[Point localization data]
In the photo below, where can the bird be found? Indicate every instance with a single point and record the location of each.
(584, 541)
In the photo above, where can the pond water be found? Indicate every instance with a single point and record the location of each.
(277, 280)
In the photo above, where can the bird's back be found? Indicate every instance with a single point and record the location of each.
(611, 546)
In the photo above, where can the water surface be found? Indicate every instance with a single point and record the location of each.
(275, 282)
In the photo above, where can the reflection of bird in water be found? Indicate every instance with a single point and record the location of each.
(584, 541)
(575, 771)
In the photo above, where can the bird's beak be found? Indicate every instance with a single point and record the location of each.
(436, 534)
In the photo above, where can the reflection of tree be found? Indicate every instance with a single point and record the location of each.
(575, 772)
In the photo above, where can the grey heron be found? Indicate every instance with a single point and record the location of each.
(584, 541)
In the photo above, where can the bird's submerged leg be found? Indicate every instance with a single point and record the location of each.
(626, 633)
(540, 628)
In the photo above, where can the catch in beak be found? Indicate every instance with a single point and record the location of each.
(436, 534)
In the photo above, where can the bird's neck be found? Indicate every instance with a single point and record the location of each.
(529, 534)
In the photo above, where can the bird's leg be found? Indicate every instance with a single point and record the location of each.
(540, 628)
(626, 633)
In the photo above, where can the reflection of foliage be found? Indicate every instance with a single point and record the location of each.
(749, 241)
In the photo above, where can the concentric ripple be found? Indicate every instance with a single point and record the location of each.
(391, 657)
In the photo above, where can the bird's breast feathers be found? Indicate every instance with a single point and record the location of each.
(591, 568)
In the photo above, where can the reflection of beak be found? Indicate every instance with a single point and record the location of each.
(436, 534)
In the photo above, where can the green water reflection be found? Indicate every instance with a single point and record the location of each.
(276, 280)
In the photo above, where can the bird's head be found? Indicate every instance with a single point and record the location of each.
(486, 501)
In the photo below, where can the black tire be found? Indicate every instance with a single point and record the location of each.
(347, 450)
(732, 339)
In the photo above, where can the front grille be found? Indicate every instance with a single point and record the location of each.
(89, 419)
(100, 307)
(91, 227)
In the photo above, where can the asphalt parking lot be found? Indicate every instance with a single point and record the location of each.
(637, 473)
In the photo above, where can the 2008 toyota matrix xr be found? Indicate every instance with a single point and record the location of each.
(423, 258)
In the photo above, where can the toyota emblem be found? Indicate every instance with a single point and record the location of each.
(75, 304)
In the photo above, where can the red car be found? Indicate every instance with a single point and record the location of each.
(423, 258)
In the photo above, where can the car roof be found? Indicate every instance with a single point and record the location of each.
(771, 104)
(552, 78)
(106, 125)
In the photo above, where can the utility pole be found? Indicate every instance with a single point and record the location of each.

Problem details: Please give the full set of data again exactly.

Solution to the problem:
In the photo below, where can the bird be found? Indicate every instance with a single point and record the location of each.
(584, 541)
In the photo above, where can the pond water be found? Indicate every instance with a single point and record the location of each.
(277, 280)
In the photo above, where can the bird's back be found? Indicate every instance with a single point and record the location of each.
(611, 546)
In the photo above, where can the water surface be found? Indicate every instance with a single point and record the location of each.
(275, 282)
In the photo above, where can the reflection of bird in water be found? Indicate every instance with a single point and record the location of each.
(584, 541)
(575, 771)
In the photo above, where can the bird's beak be found? Indicate every instance with a single point and record the location of each.
(436, 534)
In the photo above, where can the reflection of tree be found? Indicate every instance with a single point and record the location of each.
(575, 772)
In the photo above, where can the grey heron be found? Indicate every instance with a single point and record the location of each.
(584, 541)
In the photo above, where can the bird's submerged leg be found? Indicate every instance with a single point and record the location of each.
(626, 633)
(540, 628)
In the photo above, where can the catch in beak be found? Indicate every instance with a single point and record the location of each.
(436, 534)
In the photo above, where can the bird's neck be found? Indicate every instance with a single point and record the location of each.
(529, 534)
In the photo above, where can the bird's leg be found? Indicate every instance with a single point and record the location of each.
(540, 628)
(626, 633)
In the photo above, where can the reflection of foliage be found? Indicate every instance with a single point and record the location of each.
(749, 241)
In the photo above, where can the concentric ripple be found? Indicate every instance with a single point and record the location of each.
(391, 657)
In the photo above, where can the bird's breast feathers be found? Indicate every instance with a single point and record the location of each.
(591, 568)
In the photo above, where can the reflection of beak be found? Indicate every instance with a single point and record the location of each.
(436, 534)
In the photo above, where can the green water reflection be found? Indicate every instance with a single point and record the location of each.
(276, 280)
In the photo above, where can the bird's head be found? Indicate every instance with a single point and record the location of each.
(486, 501)
In the photo below, where can the black tire be found? Indicate every instance with a single point and record the location of each.
(347, 450)
(732, 339)
In the photo above, where can the front grille be found? Indicate every instance with a single point and record the location of each.
(89, 419)
(100, 307)
(91, 227)
In the photo above, where can the asphalt parking lot be found? Indicate every instance with a single point and record the location of each.
(637, 473)
In the photo above, where can the 2008 toyota matrix xr be found? Indicate every instance with a single point and record the location of each.
(423, 258)
In the photo above, where can the toyota emblem be found? Indicate every instance with a single point and record the location of each.
(75, 304)
In the photo above, where can the red car be found? Indicate every instance with a single point and record the location of each.
(423, 258)
In the photo above, where can the car roof be found? Indicate every instance with a single point and record the location of each.
(771, 104)
(552, 78)
(106, 125)
In the photo above, where can the utility pole be found? Indicate every instance with a single point and record the location of each.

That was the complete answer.